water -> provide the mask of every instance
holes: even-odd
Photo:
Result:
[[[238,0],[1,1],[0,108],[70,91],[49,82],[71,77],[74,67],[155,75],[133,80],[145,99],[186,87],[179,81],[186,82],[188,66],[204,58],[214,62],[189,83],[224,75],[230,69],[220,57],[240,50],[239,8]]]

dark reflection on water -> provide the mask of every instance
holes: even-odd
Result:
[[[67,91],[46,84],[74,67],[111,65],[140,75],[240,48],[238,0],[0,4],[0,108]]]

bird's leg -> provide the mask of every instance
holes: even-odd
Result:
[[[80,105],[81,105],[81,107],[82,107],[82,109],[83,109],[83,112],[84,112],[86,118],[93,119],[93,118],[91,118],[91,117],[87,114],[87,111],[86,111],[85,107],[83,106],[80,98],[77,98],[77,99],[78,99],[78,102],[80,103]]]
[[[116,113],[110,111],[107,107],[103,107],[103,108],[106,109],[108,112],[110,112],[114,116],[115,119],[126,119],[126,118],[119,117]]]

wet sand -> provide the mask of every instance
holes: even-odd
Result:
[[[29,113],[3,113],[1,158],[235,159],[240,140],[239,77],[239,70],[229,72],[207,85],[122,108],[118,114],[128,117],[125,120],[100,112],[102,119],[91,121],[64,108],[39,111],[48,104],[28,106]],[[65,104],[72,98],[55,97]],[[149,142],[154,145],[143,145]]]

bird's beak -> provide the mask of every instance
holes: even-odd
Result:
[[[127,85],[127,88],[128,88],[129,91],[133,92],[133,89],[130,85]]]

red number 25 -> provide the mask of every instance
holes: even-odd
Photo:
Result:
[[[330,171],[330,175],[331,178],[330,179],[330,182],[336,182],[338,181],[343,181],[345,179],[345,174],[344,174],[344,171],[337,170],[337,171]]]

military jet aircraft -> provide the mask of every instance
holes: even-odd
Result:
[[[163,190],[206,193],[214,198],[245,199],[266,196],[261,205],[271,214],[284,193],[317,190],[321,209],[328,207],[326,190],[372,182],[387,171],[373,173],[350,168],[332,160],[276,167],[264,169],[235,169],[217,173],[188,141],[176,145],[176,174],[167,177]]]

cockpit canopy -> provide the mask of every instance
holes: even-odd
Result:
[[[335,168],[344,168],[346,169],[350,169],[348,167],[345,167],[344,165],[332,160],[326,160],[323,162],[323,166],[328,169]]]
==*==
Reproduce all the rows above, replacing each "Result" with "Output" and keeping everything else unchanged.

water -> provide the mask of every instance
holes: even-odd
Photo:
Output:
[[[238,0],[1,1],[0,108],[70,91],[49,82],[71,77],[74,67],[155,75],[133,80],[145,99],[186,87],[179,81],[186,82],[188,66],[204,58],[214,62],[189,83],[224,75],[230,69],[220,57],[240,50],[239,8]]]

dark reflection on water -> provide the mask of every instance
holes: even-odd
Output:
[[[67,91],[46,84],[74,67],[111,65],[140,75],[240,48],[238,0],[0,4],[0,108]]]

bird's leg -> provide the mask of every instance
holes: even-odd
Output:
[[[80,105],[81,105],[81,107],[82,107],[82,109],[83,109],[83,112],[84,112],[86,118],[93,119],[93,118],[91,118],[91,117],[87,114],[87,111],[86,111],[85,107],[83,106],[80,98],[77,98],[77,99],[78,99],[78,102],[80,103]]]
[[[116,113],[110,111],[107,107],[103,107],[103,108],[106,109],[108,112],[110,112],[114,116],[115,119],[126,119],[126,118],[119,117]]]

wet sand -> provide the mask of every instance
holes: even-odd
Output:
[[[29,113],[3,113],[1,158],[235,159],[240,140],[239,77],[239,70],[229,72],[207,85],[122,108],[118,114],[128,117],[125,120],[100,112],[102,119],[91,121],[64,108],[39,111],[48,104],[28,106]],[[65,104],[72,98],[55,97]],[[149,142],[154,145],[143,145]]]

bird's beak -> provide the mask of every instance
holes: even-odd
Output:
[[[127,85],[127,88],[128,88],[129,91],[133,92],[133,89],[130,85]]]

red number 25 -> provide the mask of every instance
holes: even-odd
Photo:
Output:
[[[330,171],[330,175],[331,178],[330,179],[330,182],[336,182],[338,181],[343,181],[345,179],[345,174],[344,174],[344,171],[337,170],[337,171]]]

military jet aircraft -> provide the mask of every instance
holes: even-odd
Output:
[[[163,190],[206,193],[214,198],[245,199],[266,196],[261,205],[271,214],[284,193],[317,190],[321,209],[328,207],[326,190],[372,182],[387,171],[373,173],[350,168],[332,160],[276,167],[264,169],[235,169],[217,173],[188,141],[176,145],[176,174],[167,177]]]

cockpit canopy -> provide the mask of every instance
holes: even-odd
Output:
[[[335,168],[344,168],[346,169],[350,169],[348,167],[345,167],[344,165],[332,160],[326,160],[323,162],[323,166],[328,169]]]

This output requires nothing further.